What you will do
Report each line of the listing that contains the string "hand", treating uppercase and lowercase letters as distinct.
##############################
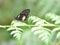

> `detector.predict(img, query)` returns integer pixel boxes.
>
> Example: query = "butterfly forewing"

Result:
[16,9,30,20]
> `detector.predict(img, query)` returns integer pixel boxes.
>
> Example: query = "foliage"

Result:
[0,13,60,45]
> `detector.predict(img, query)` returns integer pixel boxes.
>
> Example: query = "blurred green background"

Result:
[0,0,60,45]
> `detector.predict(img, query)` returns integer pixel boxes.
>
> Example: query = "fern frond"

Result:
[45,13,60,25]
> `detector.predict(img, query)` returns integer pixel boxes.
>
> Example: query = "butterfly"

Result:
[15,9,30,21]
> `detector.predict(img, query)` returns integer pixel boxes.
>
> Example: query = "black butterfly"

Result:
[15,9,30,21]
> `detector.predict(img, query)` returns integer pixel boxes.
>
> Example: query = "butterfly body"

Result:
[16,9,30,21]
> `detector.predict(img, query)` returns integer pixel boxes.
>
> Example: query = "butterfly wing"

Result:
[16,9,30,20]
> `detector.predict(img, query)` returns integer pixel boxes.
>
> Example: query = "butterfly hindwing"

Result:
[16,9,30,20]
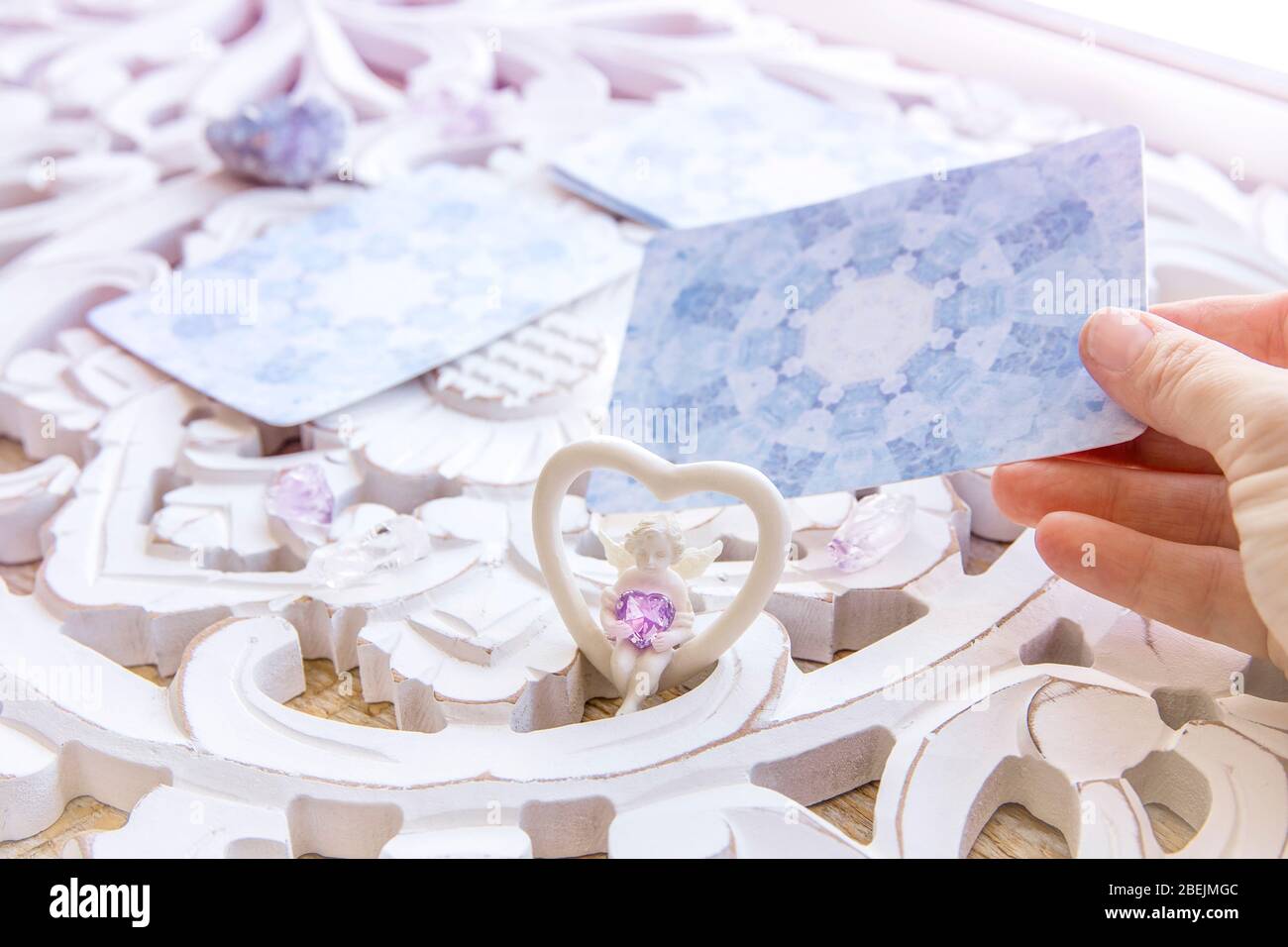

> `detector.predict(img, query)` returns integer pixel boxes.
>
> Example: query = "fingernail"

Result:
[1087,309,1154,371]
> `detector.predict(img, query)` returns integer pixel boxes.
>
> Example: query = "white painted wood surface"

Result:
[0,0,1288,857]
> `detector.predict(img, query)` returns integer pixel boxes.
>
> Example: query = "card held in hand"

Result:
[89,163,639,427]
[589,128,1146,510]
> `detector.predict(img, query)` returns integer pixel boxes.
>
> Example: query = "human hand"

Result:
[993,292,1288,670]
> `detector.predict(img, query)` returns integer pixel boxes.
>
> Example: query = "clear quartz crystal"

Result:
[827,493,917,573]
[314,515,430,588]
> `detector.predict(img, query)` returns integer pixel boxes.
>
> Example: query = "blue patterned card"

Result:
[89,164,639,425]
[551,76,1001,227]
[589,128,1145,510]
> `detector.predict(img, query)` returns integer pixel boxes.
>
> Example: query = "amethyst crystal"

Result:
[827,493,917,573]
[265,464,335,526]
[206,95,348,187]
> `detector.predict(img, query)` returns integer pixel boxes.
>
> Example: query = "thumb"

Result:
[1082,309,1288,481]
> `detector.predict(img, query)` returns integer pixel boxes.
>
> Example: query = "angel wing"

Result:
[595,530,635,574]
[671,540,724,581]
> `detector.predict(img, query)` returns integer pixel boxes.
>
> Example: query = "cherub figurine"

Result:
[599,514,724,714]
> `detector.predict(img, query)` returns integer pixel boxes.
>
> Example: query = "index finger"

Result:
[1149,292,1288,368]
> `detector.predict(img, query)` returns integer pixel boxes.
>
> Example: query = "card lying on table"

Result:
[589,128,1145,510]
[89,164,639,425]
[551,76,1001,227]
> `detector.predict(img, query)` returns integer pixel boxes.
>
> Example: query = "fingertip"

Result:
##############################
Task response
> Example: query = "card held in hand"
> Example: query = "human hand"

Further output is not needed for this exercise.